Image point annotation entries
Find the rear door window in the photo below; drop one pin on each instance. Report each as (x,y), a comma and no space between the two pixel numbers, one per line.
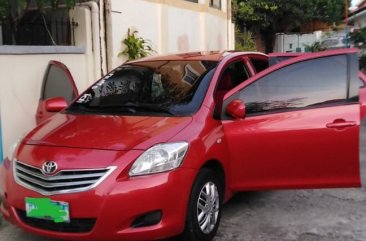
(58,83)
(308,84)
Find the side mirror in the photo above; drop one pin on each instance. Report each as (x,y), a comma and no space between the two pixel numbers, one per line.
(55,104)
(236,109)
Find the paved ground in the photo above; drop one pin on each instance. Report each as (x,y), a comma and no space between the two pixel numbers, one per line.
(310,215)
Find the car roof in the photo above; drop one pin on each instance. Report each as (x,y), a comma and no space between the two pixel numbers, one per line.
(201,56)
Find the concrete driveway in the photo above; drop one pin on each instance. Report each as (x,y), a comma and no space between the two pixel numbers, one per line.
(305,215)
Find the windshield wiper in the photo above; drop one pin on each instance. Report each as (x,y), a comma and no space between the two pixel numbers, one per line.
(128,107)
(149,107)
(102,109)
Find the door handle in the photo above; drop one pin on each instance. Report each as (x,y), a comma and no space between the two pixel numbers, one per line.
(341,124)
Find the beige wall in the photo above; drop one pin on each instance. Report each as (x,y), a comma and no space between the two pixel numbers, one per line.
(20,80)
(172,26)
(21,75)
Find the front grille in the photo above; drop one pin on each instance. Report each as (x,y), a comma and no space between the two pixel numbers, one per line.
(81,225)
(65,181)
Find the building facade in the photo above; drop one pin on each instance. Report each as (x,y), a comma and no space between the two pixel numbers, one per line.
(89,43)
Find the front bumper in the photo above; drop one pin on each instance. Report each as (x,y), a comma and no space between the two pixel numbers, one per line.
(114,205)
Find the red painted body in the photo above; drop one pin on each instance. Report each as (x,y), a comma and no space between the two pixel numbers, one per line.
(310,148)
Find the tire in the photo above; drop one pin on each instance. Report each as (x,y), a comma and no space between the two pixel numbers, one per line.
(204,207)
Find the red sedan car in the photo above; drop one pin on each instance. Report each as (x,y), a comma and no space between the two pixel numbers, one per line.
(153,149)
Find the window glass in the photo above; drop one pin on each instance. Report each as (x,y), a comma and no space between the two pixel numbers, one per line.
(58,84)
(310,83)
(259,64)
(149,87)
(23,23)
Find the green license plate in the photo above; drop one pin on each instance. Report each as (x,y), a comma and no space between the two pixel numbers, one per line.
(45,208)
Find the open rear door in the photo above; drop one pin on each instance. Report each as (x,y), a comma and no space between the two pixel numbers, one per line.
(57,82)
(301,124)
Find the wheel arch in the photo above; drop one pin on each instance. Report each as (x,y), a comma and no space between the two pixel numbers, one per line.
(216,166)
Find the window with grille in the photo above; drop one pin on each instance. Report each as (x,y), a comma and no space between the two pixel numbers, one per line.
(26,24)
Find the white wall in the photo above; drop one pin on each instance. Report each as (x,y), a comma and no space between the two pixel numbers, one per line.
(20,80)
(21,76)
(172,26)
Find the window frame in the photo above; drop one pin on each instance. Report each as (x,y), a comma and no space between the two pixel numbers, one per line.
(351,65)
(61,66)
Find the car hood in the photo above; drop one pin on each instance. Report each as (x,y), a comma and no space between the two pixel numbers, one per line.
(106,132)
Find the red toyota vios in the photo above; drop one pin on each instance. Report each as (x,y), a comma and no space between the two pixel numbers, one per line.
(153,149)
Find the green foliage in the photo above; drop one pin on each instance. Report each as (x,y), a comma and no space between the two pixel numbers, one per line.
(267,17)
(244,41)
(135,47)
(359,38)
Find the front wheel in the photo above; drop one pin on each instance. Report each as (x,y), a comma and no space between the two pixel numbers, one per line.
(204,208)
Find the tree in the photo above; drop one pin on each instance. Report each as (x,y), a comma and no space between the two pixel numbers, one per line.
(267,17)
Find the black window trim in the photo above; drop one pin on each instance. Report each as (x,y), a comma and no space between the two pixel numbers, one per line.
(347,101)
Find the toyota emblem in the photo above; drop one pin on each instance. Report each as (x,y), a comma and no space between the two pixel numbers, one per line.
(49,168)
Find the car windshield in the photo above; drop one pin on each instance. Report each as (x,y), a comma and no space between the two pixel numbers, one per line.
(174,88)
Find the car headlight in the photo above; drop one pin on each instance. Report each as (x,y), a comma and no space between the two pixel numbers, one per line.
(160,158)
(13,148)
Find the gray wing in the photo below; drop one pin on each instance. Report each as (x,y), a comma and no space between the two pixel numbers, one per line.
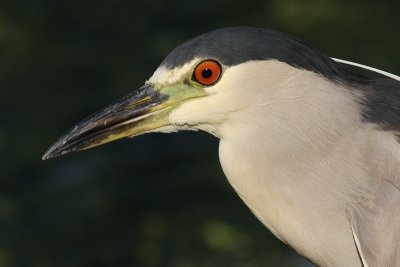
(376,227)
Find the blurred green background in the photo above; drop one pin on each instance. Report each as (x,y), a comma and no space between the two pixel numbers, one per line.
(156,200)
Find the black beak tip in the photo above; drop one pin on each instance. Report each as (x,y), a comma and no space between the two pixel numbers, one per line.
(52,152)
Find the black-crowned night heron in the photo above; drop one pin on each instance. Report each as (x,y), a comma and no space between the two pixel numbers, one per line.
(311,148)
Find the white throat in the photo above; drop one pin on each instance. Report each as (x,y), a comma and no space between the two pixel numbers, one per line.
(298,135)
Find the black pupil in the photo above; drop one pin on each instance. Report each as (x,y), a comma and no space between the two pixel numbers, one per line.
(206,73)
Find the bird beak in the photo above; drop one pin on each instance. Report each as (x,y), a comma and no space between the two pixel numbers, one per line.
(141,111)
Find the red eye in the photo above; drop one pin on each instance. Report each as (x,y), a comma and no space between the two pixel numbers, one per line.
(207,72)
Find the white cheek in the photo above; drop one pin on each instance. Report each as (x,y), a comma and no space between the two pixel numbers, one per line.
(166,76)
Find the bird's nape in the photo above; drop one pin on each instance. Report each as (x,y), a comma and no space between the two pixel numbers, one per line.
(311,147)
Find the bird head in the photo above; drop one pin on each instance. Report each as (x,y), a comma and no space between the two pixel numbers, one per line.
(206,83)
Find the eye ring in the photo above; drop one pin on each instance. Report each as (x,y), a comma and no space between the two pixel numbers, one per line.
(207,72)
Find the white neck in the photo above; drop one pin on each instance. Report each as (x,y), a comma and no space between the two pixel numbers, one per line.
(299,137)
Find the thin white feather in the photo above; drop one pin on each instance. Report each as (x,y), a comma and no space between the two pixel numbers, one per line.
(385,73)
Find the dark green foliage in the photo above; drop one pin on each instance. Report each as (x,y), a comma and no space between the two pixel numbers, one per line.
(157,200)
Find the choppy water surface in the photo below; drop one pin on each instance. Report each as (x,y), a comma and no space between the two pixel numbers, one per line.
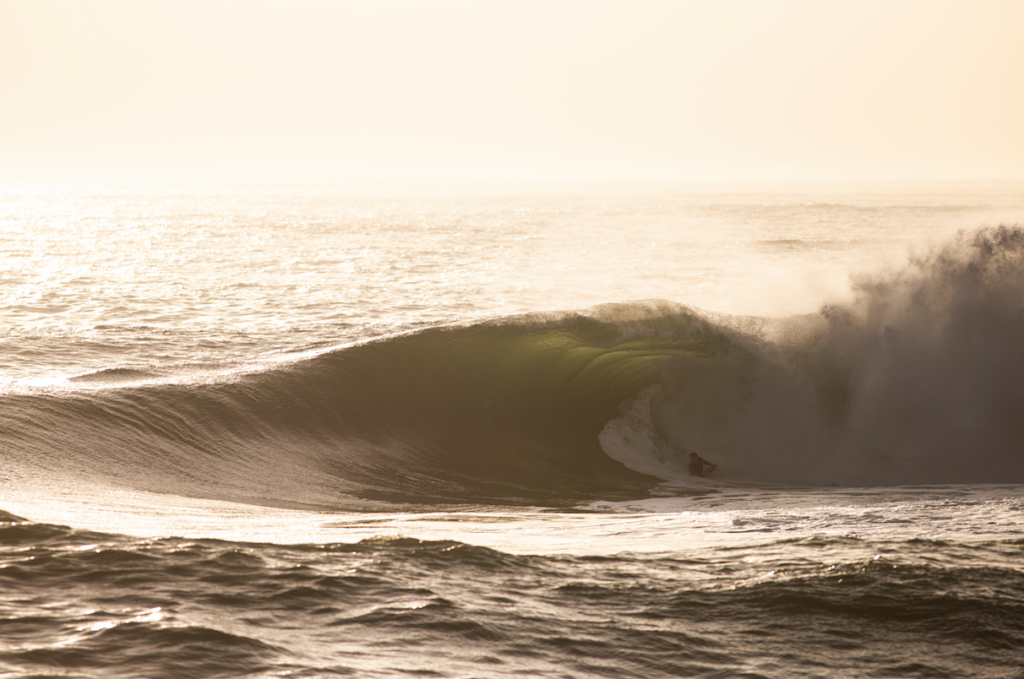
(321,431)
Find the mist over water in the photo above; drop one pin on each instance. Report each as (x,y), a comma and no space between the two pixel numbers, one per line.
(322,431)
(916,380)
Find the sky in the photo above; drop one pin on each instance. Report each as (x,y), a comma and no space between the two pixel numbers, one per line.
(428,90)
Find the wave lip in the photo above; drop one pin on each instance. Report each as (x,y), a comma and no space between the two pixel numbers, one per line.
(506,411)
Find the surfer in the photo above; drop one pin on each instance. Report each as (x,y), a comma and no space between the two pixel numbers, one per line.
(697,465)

• Stated goal: Reproduce the data word for word, excluding its pictures.

• Problem solution:
Find the rear door window in the photo below; drop one pin on each instance. Report each as (x,y), a comma and no space between the two pixel numbers, one per line.
(58,83)
(308,84)
Find the side mirror in the photo above; drop one pin on each instance. Report each as (x,y), a comma and no space between the two pixel numbers, one per line.
(55,104)
(236,109)
Find the paved ground in the photo above; drop one pin on each instance. Report each as (x,y), a comma and no space between the two pixel numbers, one per line.
(310,215)
Find the car roof in the photo above; drop one pin on each instance. Report each as (x,y), a comma and no space between the two pixel numbers, one per line.
(201,56)
Find the concrete driveway in the photo above; drop one pin on each instance. Report each as (x,y), a comma and no space between the two pixel numbers, one per line.
(305,215)
Find the windshield wiper in the photo above; drop one pin on each instance. Report each as (x,y), a comma and no space between the two pixel numbers, one per line.
(128,107)
(149,107)
(102,109)
Find the door handle in the photo above; drop one pin on each instance. Report each as (x,y), a comma and no space between the two pixel numbers, one per line.
(341,124)
Find the beige wall in the photo above; drop one pin on each instance. Report each as (x,y), a comma and no space between the two pixel numbers, one per line.
(20,80)
(172,26)
(21,75)
Find the front grille in the photo above; drop one pin on each instance. Report each as (x,y), a comma and no space between the two pixel numbers, one per line.
(81,225)
(65,181)
Find the building facade in the photo above; drop one pin on each instance. Report each as (x,y), a comma and no space between the two pixel numbers, one per line.
(89,43)
Find the front bumper in the photo above; drop one pin on each instance. Report each as (x,y), a comma and no space between the two pixel numbers, one per line.
(114,205)
Find the red painted body in the photo above; drop one pin on each instance. Report each as (x,y), a comma and no space between the two pixel numbers, one per line.
(310,148)
Find the tire in the photo above; drop one pin on each instance. Report each as (x,y), a comma and no space between the two pixel numbers, one per line.
(204,207)
Find the red sedan car in the photo above; drop one pin on each instance. Report each as (x,y), a comma and no space between the two pixel numbers, one per line.
(153,149)
Find the window glass in the photo above; drop one pin on each instance. Report each as (x,y), a comma and no space between the two pixel numbers, one per line.
(58,84)
(310,83)
(259,64)
(149,87)
(23,23)
Find the green license plate in the photo above; drop one pin on each instance. Report each as (x,y), a comma and no space between the two pixel numbers, one per line.
(45,208)
Find the open rear door in the photo above; drop one pin on each instance. Report each as (x,y), a comma and no space between the two pixel numbers, one per line.
(57,82)
(301,124)
Find the wheel arch in the photo above; drop one pin on each instance. Report each as (x,y), a comma and no space between the two pixel numbers, one per line.
(216,166)
Find the window with grille in the photo above; drop one pin on each instance. Report each as (x,y), a comma and no space between the two pixel numbers, one per line.
(26,24)
Find the white wall in the photo above; drop one pin on each instance. Report each as (x,y), a comma and no space between the two pixel numbers, one per line.
(20,80)
(21,76)
(172,26)
Find the window frame in the photo above; drop one pin on each instance. Report each as (x,y), a comma and no space between the two pixel numbers, one per line.
(351,65)
(61,66)
Find the car hood in the photo above; drop one pin on each instance. Report each as (x,y), a comma and no space between the two pixel numbers, one per line.
(106,132)
Find the red toyota vios in the photo above; drop one pin on each instance. Report each as (x,y), a comma and no space between the two pixel numbers, one per line.
(153,149)
Find the green foliage in the photo above; drop one pin on each instance. Report each as (x,y), a comma and no space between the two pixel numbers, one per line.
(267,17)
(244,41)
(135,47)
(359,38)
Find the front wheel in the photo above; drop one pin on each instance. Report each as (x,y), a comma and no space between the two pixel numbers, one per line.
(204,208)
Find the tree in the photo above; drop one pin on each instance. Report each as (x,y), a comma and no space between the two pixel numbers, one per line.
(267,17)
Find the black window trim in the photo above; drop one pin on each instance. Report each as (x,y), a comma and no space between the two pixel numbers, one per line.
(347,101)
Find the toyota emblem in the photo above; drop one pin on each instance. Report each as (x,y), a comma and no space between the two pixel numbers, one per line.
(49,168)
Find the car windshield in the photo above; drop one pin on each instance. Report each as (x,y), a comma and no space between the two pixel numbers, one per line.
(174,88)
Find the car headlight in the photo above; drop one pin on each instance. Report each as (x,y), a comma and no space between the two pixel numbers, one per line.
(160,158)
(13,148)
Find the gray wing in the photo below; drop one pin on each instance. Report each as (x,y), a comma and no space between the two pixel numbers, one per line.
(376,227)
Find the blurred green background in the photo above; drop one pin on each instance. Report each as (x,y), a comma and no space between the two pixel numbers, one per line.
(156,200)
Find the black beak tip in the photo above; drop one pin on each instance. Report each as (x,y), a comma and no space between the two pixel numbers, one per line.
(52,152)
Find the black-crowned night heron in the photo above; drop one pin on each instance. Report each as (x,y), a comma and no space between the two pixel numbers, one per line.
(311,148)
Find the white throat in the photo above; drop one pin on each instance. Report each as (x,y), a comma and no space between the two pixel numbers, one per line.
(298,135)
Find the black pupil in the photo above; drop one pin on each instance. Report each as (x,y), a comma and no space between the two pixel numbers, one per line.
(206,73)
Find the bird beak in the photo above; drop one pin on each instance. Report each as (x,y), a comma and no space between the two pixel numbers, one per line.
(141,111)
Find the red eye in the photo above; drop one pin on each instance. Report each as (x,y), a comma and no space between the two pixel numbers, one per line.
(207,72)
Find the white cheek in the photo above; drop one pin on each instance. Report each as (x,y), a comma and no space between the two pixel numbers, one per line.
(166,76)
Find the bird's nape in the photo above; drop one pin on each instance. Report each as (x,y), a comma and no space between the two pixel numbers, one per line.
(311,147)
Find the bird head in the photo above; drop one pin on each instance. Report each as (x,y), a comma and no space between the two pixel numbers, one per line.
(206,83)
Find the eye ring in the photo above; drop one pin on each instance. Report each as (x,y), a comma and no space between the two pixel numbers, one per line.
(207,72)
Find the white neck in the photo above; drop one pin on each instance. Report each as (x,y), a comma and no space between the two pixel numbers, one per line.
(299,137)
Find the thin white feather in the photo above; drop one pin on each instance. Report each as (x,y), a comma and no space between the two pixel numbers, one per line.
(385,73)
Find the dark green foliage in the photo above; drop one pin on each instance. Report each as (x,y), a comma and no space between the two pixel numbers, one per line.
(157,200)
Find the choppy water surface in the photo below; drop one pin on each instance. Report each as (x,y), a comma and no space between the two pixel numbers, one per line.
(321,431)
Find the mist over water in the photo above; drop one pin on each instance. Report each as (x,y), a comma and no space between the two pixel numbers, one per line.
(322,431)
(916,380)
Find the sky in the photo above; drop one pin on each instance. Report each as (x,y), a comma and no space between the two pixel numbers, one per line.
(428,90)
Find the wave lip in the photo above; drop one pin on each instance. Report each as (x,y), a comma and no space between the two pixel numbers, one per line.
(506,411)
Find the surfer in the photo above; drop one pin on each instance. Report each as (x,y), a comma and no space between the two pixel numbers, one per line.
(697,465)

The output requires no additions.